PROMPT:
Word for word, write out all of the entries that follow.
Segment Start: DATA IN THIS EXERCISE
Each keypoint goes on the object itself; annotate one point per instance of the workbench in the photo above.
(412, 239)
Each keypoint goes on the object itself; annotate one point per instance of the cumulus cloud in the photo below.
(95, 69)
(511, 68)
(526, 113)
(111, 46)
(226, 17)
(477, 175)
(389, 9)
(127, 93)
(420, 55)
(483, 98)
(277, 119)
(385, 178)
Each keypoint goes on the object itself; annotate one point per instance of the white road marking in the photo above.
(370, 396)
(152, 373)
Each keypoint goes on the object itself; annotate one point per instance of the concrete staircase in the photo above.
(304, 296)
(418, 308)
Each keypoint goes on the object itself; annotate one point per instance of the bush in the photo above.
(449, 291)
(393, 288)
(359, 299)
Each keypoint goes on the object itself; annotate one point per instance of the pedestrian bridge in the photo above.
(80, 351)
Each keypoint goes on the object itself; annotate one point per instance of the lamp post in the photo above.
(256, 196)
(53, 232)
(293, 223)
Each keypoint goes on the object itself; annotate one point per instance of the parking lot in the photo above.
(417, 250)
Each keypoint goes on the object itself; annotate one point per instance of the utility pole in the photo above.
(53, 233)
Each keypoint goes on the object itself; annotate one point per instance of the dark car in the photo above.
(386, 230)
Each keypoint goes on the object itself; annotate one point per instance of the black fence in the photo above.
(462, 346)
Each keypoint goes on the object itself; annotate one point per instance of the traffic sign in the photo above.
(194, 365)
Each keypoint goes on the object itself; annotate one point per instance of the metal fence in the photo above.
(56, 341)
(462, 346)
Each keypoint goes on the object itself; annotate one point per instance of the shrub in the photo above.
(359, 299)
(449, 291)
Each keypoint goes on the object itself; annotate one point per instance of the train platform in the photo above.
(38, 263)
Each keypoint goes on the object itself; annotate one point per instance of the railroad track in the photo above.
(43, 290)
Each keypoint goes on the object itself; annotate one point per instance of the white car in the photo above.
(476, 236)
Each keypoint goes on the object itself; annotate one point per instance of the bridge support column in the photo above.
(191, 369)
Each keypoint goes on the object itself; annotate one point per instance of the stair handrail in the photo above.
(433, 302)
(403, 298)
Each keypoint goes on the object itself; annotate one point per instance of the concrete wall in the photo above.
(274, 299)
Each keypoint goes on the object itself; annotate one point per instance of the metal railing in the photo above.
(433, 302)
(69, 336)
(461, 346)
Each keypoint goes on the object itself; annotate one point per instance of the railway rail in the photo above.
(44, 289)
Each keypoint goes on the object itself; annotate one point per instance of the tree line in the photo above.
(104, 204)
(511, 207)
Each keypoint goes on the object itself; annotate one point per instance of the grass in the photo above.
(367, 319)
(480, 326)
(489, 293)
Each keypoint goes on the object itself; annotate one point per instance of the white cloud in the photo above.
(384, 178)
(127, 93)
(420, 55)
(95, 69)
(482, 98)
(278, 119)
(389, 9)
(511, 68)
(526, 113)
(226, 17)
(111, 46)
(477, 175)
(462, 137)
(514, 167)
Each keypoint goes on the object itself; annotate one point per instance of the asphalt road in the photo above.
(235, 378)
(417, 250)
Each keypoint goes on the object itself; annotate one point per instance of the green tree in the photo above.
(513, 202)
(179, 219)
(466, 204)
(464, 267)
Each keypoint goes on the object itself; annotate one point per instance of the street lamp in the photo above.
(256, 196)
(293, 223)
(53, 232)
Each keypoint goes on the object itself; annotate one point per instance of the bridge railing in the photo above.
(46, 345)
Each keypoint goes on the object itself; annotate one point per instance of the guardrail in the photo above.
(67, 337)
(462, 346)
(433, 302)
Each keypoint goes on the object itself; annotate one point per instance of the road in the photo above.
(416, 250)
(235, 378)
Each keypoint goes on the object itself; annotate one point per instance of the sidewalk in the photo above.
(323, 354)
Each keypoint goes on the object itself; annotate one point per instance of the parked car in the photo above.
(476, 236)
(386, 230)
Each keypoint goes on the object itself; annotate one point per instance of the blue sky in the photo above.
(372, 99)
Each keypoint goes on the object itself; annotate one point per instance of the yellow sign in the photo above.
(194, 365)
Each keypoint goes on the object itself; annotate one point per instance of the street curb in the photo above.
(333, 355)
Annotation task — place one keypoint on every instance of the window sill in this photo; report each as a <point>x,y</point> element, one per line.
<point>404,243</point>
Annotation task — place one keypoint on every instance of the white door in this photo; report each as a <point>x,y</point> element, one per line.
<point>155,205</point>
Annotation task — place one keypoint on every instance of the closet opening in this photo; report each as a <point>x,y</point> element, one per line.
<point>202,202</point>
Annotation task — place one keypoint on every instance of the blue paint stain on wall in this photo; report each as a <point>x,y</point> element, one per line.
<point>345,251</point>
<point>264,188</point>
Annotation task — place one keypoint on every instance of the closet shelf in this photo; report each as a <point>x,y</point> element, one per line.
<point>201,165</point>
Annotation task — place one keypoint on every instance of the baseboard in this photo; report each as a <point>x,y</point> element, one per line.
Segment End: DATA IN THIS EXERCISE
OUTPUT:
Each keypoint goes on the object itself; annotate one point per instance of the workbench in the photo above.
(412, 239)
Each keypoint goes on the object itself; annotate one point per instance of the cumulus cloud in the photo below.
(95, 69)
(511, 68)
(526, 113)
(111, 46)
(226, 17)
(477, 175)
(389, 9)
(127, 93)
(420, 55)
(483, 98)
(277, 119)
(385, 178)
Each keypoint goes on the object itself; annotate one point per instance of the white road marking in the photo above.
(370, 396)
(152, 373)
Each keypoint goes on the object itself; annotate one point per instance of the concrete staircase in the photo above.
(304, 296)
(418, 308)
Each keypoint goes on the object itself; annotate one point per instance of the bush in the photo above.
(449, 291)
(393, 288)
(359, 299)
Each keypoint goes on the object itself; annotate one point per instance of the pedestrian bridge in the photo above.
(80, 351)
Each keypoint goes on the object itself; annotate one point per instance of the lamp post in the photo above.
(256, 196)
(53, 232)
(293, 223)
Each keypoint goes on the object itself; annotate one point per instance of the parking lot in the photo above.
(417, 250)
Each keypoint goes on the object itself; annotate one point per instance of the utility pole in the photo above.
(53, 233)
Each keypoint goes on the object itself; annotate one point per instance of the dark car in the photo above.
(386, 230)
Each keypoint goes on the object itself; annotate one point per instance of the black fence in the photo above.
(462, 346)
Each keypoint goes on the object itself; annotate one point per instance of the traffic sign in the photo above.
(194, 365)
Each keypoint goes on the object itself; annotate one point per instance of the metal fence in the photo above.
(56, 341)
(462, 346)
Each keypoint goes on the object itself; annotate one point per instance of the shrub in the photo above.
(359, 299)
(449, 291)
Each keypoint goes on the object itself; annotate one point per instance of the train platform in the photo above.
(38, 263)
Each keypoint goes on the object itself; annotate one point per instance of the railroad track in the photo above.
(43, 290)
Each keypoint goes on the object itself; annotate one point per instance of the white car in the photo above.
(476, 236)
Each keypoint goes on the object itself; annotate one point per instance of the bridge support column in the photo above.
(191, 369)
Each keypoint goes on the object itself; annotate one point per instance of the stair handrail in the photo above.
(433, 302)
(403, 298)
Each keypoint goes on the object itself; annotate one point per instance of the concrete wall in the photo above.
(274, 299)
Each keypoint goes on the object itself; annotate one point per instance of the metal railing in the photo above.
(433, 302)
(69, 336)
(461, 346)
Each keypoint goes on the object itself; annotate one point per instance of the railway rail in the photo above.
(44, 289)
Each keypoint goes on the object itself; annotate one point per instance of the tree line in the photo above.
(104, 204)
(511, 207)
Each keypoint goes on the object itself; annotate one point per instance of the grass in the photo above.
(367, 319)
(480, 326)
(489, 293)
Each keypoint goes on the object itself; annotate one point per instance of the white cloud in the photo above.
(384, 178)
(127, 93)
(420, 55)
(95, 69)
(482, 98)
(278, 119)
(389, 9)
(511, 68)
(526, 113)
(226, 17)
(111, 46)
(477, 175)
(462, 137)
(514, 167)
Each keypoint goes on the object itself; annotate one point per instance of the asphalt road in the photo above.
(235, 378)
(417, 250)
Each keypoint goes on the object itself; annotate one point per instance of the green tree in the photo above.
(513, 202)
(179, 219)
(466, 204)
(464, 267)
Each keypoint goes on the object itself; annotate one point per instance of the street lamp in the photo above.
(256, 196)
(293, 223)
(53, 232)
Each keypoint goes on the object itself; annotate one point per instance of the bridge railing in the photo above.
(46, 345)
Each keypoint goes on the object itself; annotate one point per instance of the guardrail in the photo above.
(67, 337)
(462, 346)
(433, 302)
Each keypoint goes on the object itself; annotate one point per instance of the road in the photo above.
(416, 250)
(235, 378)
Each keypoint goes on the object itself; annotate one point per instance of the sidewalk in the photo above.
(323, 354)
Each keypoint goes on the object itself; annotate one point per instance of the parked car in the photo above.
(476, 236)
(386, 230)
Each keypoint goes on the object itself; annotate one point per instance of the blue sky in the photo above.
(372, 99)
Each keypoint goes on the object itself; annotate one point per instance of the yellow sign in the photo above.
(194, 365)
Each keypoint goes on the object itself; annotate one point per instance of the street curb in the photo above.
(333, 355)
Annotation task — place one keypoint on every instance of the window sill in this photo; report each as a <point>x,y</point> element, one per line.
<point>404,243</point>
Annotation task — place one keypoint on every instance of the white door in this photo; report each as a <point>x,y</point> element, one per line.
<point>155,205</point>
Annotation task — place one keypoint on every instance of the closet opening in this photo; report each as a <point>x,y</point> element, one per line.
<point>202,202</point>
Annotation task — place one keypoint on every instance of the blue paint stain on wall in this photo; report each as a <point>x,y</point> element, one per line.
<point>345,251</point>
<point>264,188</point>
Annotation task — place one keypoint on every instance of the closet shelf in this photo; report each as a <point>x,y</point> element, one per line.
<point>201,165</point>
Annotation task — place one keypoint on every instance of the baseboard in this photo; report each as a <point>x,y</point> element, one per line.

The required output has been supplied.